1989, l’année du Figaro Bénéteau

1989 est encore une date importante pour le chantier. C’est l’année de naissance du célèbre monotype de régate et course au large : Le Bénéteau Figaro. A cette époque, les organiseurs de la Course du Figaro, anciennement course de l’Aurore, lancent un appel à projet pour la production d’un monotype. C’est le projet proposé par Bénéteau et l’architecte Jean Marie Finot qui remporte le projet.

Ce nouveau monotype est aujourd’hui entré dans l’histoire de la course au large. Il a participé au développement de la course au large et de la voile à l’étranger.

Les années 90 et le passage de la crise

Au début des années 90, nombre de chantiers qui ont accompagné les débuts de la plaisance ont disparu. Je pense aux chantiers Mallard, Edel, Quéré ou encore CNSO. Mais la crise des années 90 va encore faire mal à de nombreux chantiers comme Gib Sea ou Dufour. C’est alors, pour Bénéteau, le moment de se transformer et de consolider sa place, parmi les leaders mondiaux.

Le chantier profite de cette décennie pour se développer en investissant dans ses unités de production et en rachetant différents chantiers :

  • 1992 : rachat de CNB (revendu depuis)
====
- **Travail demandé**:
1/ Quels chantiers l'extrait sur Bénéteau cite-t-il comme ayant disparu au début des années 90 ?
2/ Recopiez le passage de l'extrait sur Bénéteau qui va de « Ce nouveau monotype » à « CNB (revendu depuis) ».

- **Extrait de données**:
====
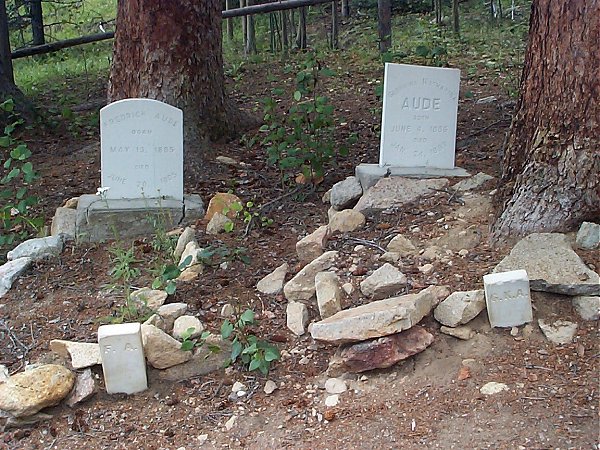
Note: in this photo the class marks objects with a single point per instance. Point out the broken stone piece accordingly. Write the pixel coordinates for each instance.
====
- **Vos réponses**:
1/ Mallard, Edel, Quéré et CNSO.

2/
Ce nouveau monotype est aujourd’hui entré dans l’histoire de la course au large. Il a participé au développement de la course au large et de la voile à l’étranger.

Les années 90 et le passage de la crise

Au début des années 90, nombre de chantiers qui ont accompagné les débuts de la plaisance ont disparu. Je pense aux chantiers Mallard, Edel, Quéré ou encore CNSO. Mais la crise des années 90 va encore faire mal à de nombreux chantiers comme Gib Sea ou Dufour. C’est alors, pour Bénéteau, le moment de se transformer et de consolider sa place, parmi les leaders mondiaux.

Le chantier profite de cette décennie pour se développer en investissant dans ses unités de production et en rachetant différents chantiers :

  • 1992 : rachat de CNB (revendu depuis)